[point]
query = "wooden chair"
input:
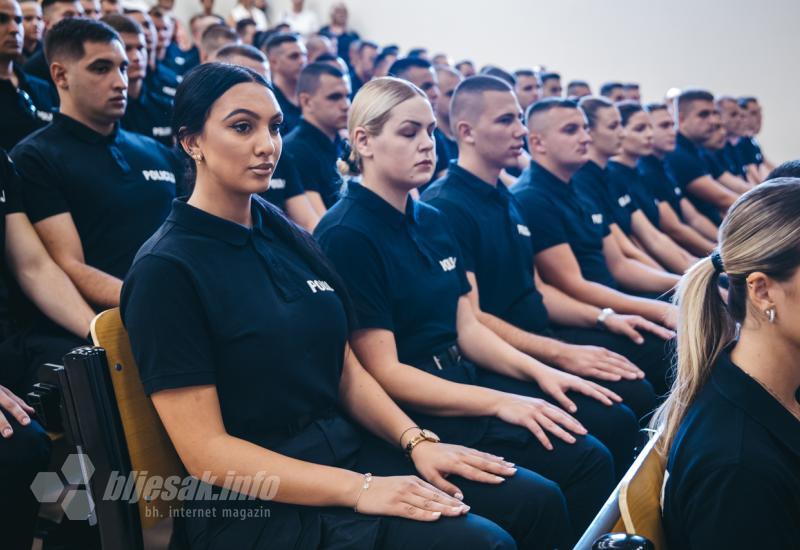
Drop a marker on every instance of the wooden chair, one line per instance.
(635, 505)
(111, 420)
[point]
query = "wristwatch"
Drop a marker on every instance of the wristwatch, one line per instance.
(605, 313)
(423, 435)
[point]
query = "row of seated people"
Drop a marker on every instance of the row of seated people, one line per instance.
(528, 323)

---

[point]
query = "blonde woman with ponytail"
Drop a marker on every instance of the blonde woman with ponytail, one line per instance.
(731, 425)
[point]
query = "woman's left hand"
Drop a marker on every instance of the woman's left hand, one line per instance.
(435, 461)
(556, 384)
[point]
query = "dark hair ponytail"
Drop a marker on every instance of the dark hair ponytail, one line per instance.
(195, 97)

▶ [Exercise]: Gather every line of the data above that contains the string "wooden", copying each one in full. Case counts.

▶ [Response to the exercise]:
query = "wooden chair"
Drop a marker on every instance of the wooden chair, one line per instance.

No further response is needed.